START DOCUMENT EXCERPT
Filed under The NCAA

8 responses to “O’Bannon marches onward.

  1. Lrgk9

    Oh, but those wheels that turn so slowly do indeed grind finely.

  2. Hogbody Spradlin

    The financial cap was kinda legislating from the bench.

    • Not exactly. Wilken accepted the NCAA’s argument that there is a certain level where player payment would negatively impact the ability of schools to promote the sport. That’s what I expect Kessler to attack at his trial.

      • 69Dawg

        Yes. I felt the judge was throwing the NCAA a life line. I guess we should have known they would be too stupid to grab it.

      • James

        One thing I don’t understand: why do the courts need to protect the NCAA’s right to promote and support college football?

        I know I’m missing something there, but how is this different than a restaurant saying they can’t pay their workers, because if they do pay their workers, it will negatively impact and prevent them from promoting and supporting their business?
END DOCUMENT EXCERPT
EXERCISE SET:
[1] In the comment thread about the O'Bannon case, what argument did Wilken accept?
[2] List every commenter name that appears in the comment thread about the O'Bannon case.
[3] Extend the comment thread about the O'Bannon case past its final comment.
The lines that come next are separate material with no connection to the comment thread.
START EXTRACTED INFORMATION
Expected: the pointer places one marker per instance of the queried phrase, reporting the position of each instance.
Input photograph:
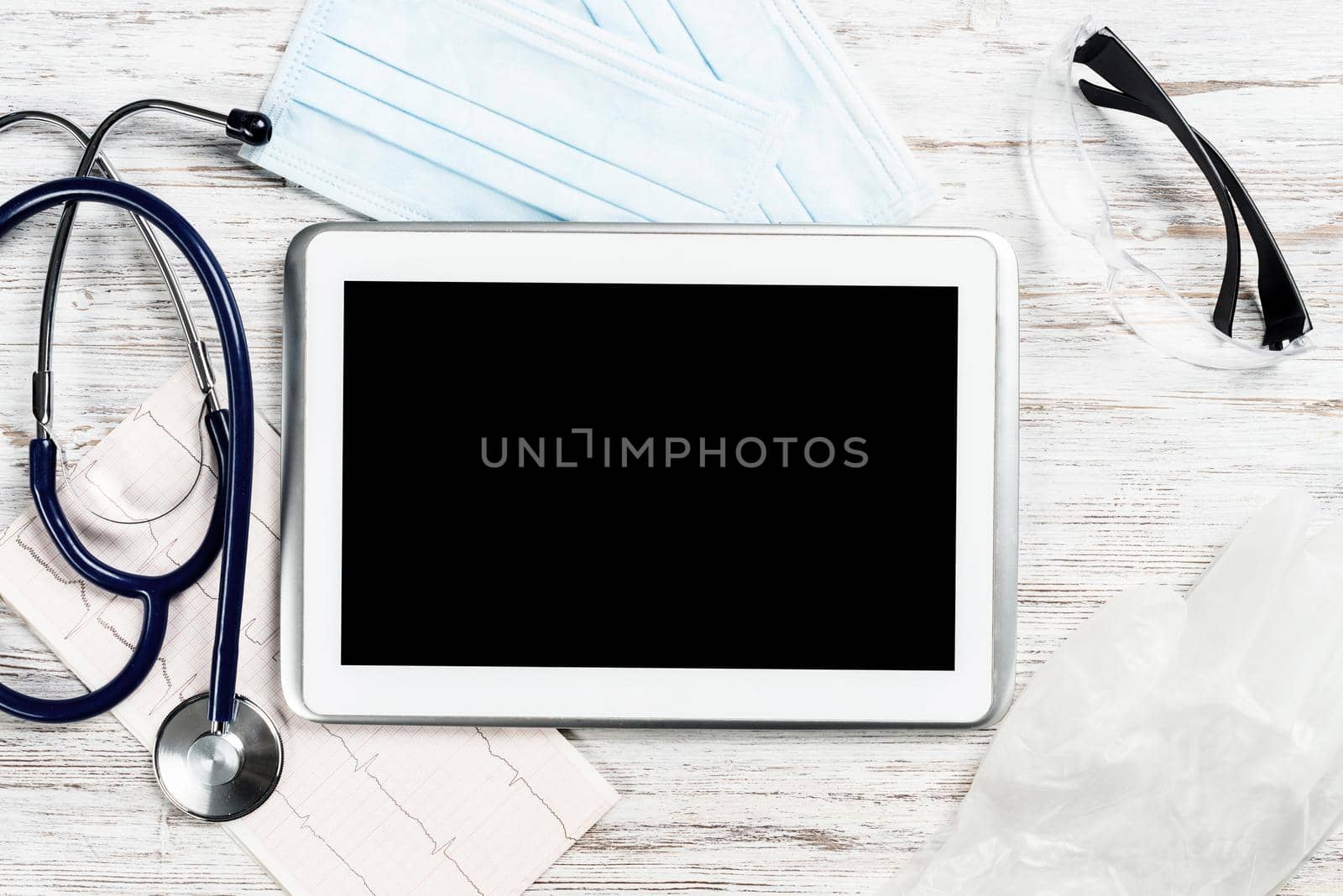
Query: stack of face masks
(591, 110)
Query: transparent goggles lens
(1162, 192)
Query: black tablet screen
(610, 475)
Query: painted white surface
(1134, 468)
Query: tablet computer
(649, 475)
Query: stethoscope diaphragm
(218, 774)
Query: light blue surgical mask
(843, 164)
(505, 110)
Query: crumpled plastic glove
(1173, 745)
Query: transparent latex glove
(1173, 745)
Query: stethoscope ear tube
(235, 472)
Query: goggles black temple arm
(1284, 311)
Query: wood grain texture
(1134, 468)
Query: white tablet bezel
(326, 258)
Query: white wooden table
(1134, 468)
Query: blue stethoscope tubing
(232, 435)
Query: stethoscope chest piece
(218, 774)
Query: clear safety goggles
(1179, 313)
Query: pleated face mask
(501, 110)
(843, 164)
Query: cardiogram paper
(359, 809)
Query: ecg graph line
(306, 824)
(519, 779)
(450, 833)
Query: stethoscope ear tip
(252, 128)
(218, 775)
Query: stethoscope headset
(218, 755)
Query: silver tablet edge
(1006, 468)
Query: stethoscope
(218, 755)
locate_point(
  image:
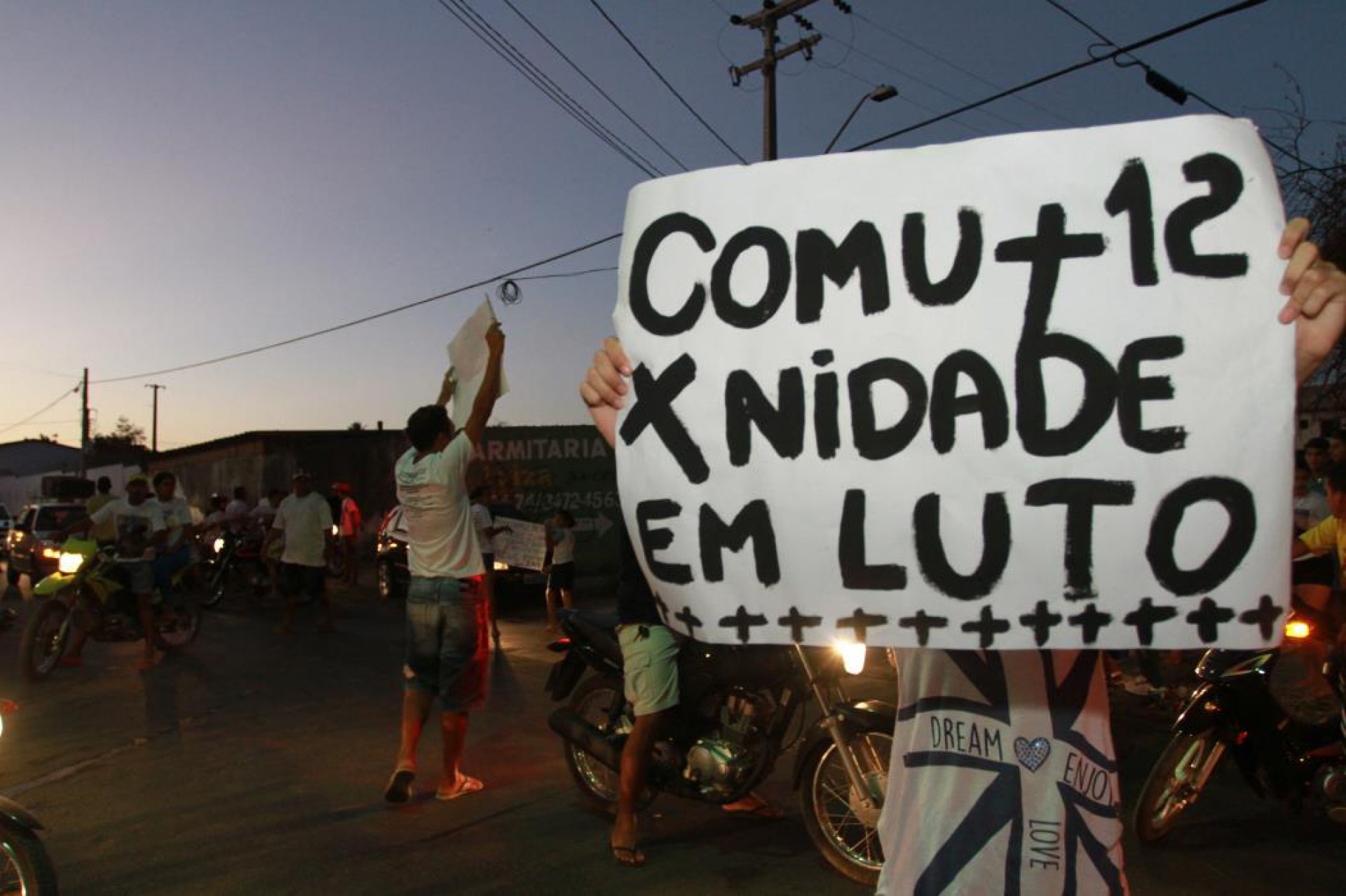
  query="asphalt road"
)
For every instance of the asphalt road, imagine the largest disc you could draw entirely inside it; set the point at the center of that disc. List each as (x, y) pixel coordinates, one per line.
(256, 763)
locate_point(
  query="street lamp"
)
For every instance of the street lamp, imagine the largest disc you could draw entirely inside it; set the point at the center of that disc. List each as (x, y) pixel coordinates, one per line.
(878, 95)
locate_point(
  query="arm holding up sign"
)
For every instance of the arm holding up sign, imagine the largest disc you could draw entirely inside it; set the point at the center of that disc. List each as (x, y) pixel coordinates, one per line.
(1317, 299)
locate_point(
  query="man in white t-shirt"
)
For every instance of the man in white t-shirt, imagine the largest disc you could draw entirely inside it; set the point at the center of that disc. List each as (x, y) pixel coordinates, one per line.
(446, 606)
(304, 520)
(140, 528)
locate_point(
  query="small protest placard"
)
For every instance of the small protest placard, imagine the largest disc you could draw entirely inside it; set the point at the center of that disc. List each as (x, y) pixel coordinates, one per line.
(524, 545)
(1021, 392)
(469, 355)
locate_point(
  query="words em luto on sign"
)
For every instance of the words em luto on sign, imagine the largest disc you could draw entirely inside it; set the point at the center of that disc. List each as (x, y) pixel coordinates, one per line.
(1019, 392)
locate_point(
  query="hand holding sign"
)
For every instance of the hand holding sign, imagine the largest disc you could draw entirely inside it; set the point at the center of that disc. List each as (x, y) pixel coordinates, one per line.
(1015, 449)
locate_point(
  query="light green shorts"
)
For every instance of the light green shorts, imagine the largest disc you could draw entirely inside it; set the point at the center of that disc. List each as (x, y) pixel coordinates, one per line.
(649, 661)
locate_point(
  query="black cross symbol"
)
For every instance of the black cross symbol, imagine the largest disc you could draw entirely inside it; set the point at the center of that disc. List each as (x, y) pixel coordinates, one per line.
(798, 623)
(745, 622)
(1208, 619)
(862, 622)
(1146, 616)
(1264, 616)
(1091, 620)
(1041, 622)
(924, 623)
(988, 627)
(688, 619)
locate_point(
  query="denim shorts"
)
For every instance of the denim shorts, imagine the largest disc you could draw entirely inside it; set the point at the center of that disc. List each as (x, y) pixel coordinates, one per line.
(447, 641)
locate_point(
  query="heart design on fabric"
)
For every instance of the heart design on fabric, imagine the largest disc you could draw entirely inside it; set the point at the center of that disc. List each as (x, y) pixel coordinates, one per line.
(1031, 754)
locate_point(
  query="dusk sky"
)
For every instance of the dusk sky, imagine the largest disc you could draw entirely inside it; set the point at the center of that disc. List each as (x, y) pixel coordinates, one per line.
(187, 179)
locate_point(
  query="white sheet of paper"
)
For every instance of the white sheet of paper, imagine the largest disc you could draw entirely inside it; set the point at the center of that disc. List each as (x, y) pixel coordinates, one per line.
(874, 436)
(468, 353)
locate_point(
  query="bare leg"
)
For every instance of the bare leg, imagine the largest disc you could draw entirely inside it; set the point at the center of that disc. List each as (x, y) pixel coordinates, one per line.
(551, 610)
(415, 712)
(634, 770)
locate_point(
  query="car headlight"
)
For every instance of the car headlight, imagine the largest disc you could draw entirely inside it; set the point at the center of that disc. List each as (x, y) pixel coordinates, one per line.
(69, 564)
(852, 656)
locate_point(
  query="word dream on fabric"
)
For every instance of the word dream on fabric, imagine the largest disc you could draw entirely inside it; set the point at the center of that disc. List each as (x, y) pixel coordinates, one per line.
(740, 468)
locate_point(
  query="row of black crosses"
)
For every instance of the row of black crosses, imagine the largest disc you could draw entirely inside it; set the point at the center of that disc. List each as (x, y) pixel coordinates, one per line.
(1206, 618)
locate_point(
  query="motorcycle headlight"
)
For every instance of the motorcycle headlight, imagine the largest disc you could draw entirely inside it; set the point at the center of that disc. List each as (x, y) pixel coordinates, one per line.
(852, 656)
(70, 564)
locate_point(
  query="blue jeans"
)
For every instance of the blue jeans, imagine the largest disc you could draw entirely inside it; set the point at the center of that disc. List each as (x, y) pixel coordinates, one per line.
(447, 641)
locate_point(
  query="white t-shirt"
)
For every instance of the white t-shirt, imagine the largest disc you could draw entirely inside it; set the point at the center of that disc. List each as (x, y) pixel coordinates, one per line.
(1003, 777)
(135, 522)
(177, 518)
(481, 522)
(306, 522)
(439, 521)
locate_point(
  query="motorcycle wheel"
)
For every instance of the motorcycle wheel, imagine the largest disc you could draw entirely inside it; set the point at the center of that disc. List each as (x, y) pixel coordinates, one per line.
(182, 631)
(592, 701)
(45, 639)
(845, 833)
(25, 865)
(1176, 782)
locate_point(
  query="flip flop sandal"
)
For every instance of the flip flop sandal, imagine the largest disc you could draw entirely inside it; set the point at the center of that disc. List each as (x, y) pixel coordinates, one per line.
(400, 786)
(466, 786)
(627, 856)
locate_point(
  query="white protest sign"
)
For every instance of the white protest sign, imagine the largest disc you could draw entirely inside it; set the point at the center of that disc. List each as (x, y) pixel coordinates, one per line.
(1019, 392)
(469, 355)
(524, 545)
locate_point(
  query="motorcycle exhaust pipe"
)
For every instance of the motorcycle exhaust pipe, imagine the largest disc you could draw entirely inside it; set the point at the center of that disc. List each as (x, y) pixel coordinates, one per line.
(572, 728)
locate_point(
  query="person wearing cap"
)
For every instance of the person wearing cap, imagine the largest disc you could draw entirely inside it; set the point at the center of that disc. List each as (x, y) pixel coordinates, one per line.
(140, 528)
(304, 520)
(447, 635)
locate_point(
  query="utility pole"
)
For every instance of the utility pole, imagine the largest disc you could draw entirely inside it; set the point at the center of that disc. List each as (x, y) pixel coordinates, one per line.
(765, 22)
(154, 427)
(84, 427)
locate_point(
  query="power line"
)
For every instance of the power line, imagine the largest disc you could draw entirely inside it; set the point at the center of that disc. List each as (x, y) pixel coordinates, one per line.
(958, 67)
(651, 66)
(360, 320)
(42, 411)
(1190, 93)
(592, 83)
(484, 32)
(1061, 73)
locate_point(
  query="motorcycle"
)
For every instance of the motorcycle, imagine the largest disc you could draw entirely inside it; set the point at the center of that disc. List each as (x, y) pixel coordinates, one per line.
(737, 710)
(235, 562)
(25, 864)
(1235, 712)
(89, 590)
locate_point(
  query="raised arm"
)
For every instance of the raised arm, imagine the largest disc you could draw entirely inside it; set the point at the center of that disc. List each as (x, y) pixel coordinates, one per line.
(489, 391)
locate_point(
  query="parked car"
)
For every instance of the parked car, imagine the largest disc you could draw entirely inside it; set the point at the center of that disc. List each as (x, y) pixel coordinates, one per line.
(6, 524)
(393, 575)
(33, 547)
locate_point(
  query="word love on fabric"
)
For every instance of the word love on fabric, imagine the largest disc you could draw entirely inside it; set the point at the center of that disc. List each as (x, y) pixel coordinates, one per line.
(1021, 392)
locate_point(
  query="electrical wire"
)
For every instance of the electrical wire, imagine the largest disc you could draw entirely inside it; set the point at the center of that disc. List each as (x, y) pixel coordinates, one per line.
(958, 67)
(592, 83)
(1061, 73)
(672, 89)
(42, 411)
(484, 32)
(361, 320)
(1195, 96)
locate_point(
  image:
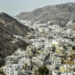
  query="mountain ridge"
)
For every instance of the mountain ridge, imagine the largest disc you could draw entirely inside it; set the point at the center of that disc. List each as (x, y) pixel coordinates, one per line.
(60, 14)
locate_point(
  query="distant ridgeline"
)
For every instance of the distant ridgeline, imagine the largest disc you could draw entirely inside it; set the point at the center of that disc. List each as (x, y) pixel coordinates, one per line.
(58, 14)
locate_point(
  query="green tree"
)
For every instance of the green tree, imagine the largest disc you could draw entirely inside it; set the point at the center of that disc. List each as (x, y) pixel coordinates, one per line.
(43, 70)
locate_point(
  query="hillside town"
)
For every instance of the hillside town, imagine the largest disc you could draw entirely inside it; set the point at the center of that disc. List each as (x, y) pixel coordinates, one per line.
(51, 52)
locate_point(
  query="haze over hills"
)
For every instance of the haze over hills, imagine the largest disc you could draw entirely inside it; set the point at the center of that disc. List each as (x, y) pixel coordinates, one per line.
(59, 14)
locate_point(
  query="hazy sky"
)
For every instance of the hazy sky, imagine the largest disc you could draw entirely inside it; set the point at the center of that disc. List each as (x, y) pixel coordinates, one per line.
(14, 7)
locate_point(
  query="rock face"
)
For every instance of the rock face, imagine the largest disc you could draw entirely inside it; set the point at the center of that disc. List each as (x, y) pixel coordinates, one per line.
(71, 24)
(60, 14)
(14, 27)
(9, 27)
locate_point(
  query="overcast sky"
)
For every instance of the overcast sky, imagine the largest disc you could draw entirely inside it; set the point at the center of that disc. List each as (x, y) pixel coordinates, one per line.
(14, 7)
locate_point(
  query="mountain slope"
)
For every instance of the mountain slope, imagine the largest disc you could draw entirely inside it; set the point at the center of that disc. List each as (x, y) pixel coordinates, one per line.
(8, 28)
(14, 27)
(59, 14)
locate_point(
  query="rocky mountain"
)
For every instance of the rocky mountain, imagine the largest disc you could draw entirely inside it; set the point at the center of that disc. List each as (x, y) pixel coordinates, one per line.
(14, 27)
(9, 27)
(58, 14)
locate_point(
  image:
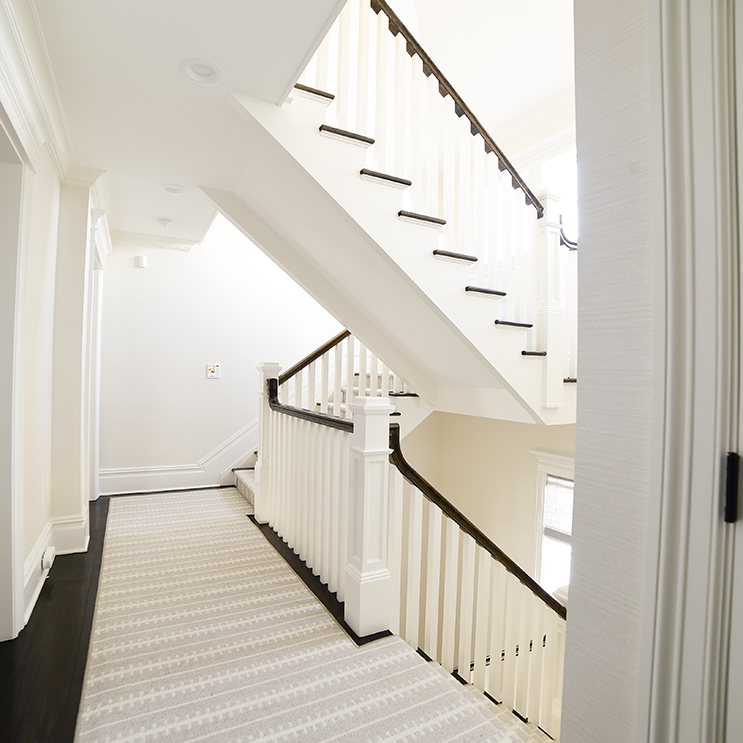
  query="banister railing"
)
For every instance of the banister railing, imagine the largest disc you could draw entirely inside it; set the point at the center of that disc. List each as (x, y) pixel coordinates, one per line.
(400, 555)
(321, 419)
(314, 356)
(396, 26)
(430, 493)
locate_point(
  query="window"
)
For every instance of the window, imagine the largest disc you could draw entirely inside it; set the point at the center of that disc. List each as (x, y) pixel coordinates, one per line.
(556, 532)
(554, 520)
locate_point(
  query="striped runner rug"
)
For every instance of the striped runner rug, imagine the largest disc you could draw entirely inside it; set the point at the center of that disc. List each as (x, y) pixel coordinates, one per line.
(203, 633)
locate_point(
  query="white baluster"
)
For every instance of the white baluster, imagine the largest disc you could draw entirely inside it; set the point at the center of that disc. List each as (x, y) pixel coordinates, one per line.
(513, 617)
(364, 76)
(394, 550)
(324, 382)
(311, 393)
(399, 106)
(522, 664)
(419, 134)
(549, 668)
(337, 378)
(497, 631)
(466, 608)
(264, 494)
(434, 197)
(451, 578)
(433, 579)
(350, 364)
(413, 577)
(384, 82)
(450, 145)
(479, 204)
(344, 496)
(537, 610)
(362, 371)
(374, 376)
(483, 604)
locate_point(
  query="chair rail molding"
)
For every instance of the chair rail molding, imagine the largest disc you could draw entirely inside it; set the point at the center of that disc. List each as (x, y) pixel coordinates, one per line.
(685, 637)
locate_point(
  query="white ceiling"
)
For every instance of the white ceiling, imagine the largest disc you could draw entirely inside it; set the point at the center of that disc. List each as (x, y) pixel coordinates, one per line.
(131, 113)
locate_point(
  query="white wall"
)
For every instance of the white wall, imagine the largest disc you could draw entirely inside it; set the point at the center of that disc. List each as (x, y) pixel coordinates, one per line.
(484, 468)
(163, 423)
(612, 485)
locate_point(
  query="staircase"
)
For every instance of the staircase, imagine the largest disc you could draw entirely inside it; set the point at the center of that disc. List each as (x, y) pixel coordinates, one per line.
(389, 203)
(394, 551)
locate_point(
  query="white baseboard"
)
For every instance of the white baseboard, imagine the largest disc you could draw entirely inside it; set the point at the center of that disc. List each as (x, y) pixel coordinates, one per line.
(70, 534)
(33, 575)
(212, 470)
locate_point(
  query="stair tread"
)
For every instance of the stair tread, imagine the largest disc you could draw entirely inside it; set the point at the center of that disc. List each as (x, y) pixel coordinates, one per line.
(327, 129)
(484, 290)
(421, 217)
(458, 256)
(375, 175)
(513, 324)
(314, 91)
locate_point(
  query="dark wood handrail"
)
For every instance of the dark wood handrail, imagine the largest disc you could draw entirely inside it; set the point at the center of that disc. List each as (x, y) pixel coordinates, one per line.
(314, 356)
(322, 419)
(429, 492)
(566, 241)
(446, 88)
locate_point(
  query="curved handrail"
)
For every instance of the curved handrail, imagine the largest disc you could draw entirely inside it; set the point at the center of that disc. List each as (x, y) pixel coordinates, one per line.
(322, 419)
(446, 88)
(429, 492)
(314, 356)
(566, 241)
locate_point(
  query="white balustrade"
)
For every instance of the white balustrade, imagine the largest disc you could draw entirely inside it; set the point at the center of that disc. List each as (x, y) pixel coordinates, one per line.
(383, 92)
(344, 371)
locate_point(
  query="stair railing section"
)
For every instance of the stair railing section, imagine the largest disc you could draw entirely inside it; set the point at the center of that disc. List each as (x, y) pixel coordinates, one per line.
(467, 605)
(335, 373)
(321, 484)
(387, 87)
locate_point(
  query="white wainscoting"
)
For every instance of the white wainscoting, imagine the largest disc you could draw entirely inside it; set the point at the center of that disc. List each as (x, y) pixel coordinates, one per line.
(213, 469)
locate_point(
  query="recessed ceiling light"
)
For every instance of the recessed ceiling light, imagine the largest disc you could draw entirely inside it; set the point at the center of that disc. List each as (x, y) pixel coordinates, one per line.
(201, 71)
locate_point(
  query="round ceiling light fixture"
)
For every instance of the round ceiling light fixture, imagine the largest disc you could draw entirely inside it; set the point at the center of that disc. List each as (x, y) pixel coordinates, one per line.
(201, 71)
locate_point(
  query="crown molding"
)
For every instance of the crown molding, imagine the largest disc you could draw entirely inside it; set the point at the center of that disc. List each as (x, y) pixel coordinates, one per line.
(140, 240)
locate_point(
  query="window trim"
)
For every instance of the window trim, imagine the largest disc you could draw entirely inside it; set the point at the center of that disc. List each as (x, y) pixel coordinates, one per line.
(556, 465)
END EXTRACTED INFORMATION
EXERCISE RESPONSES:
[1] The NCAA's argument that there is a certain level where player payment would negatively impact the ability of schools to promote the sport.

[2] Lrgk9, Hogbody Spradlin, 69Dawg, James

[3]
        • Keep in mind, you’re not talking about one restaurant here. College football is comprised of schools and conferences that are colluding to fix the price they pay student-athletes. That’s illegal, unless the schools can show that they have to do it to preserve the business model. Wilken accepted the argument in part that such is the case.

          • James

            Gotcha. But I’m still disconnected: why do NCAA member schools have a legal right to break anti-trust law in order to preserve a business model?

  3. Gaskilldawg

    BV lawyers such as yours truly would have advised the NCAA long before trial to settle on terms it could live with. Good thing the really smart, Ivy League AV lawyers were advising the NCAA.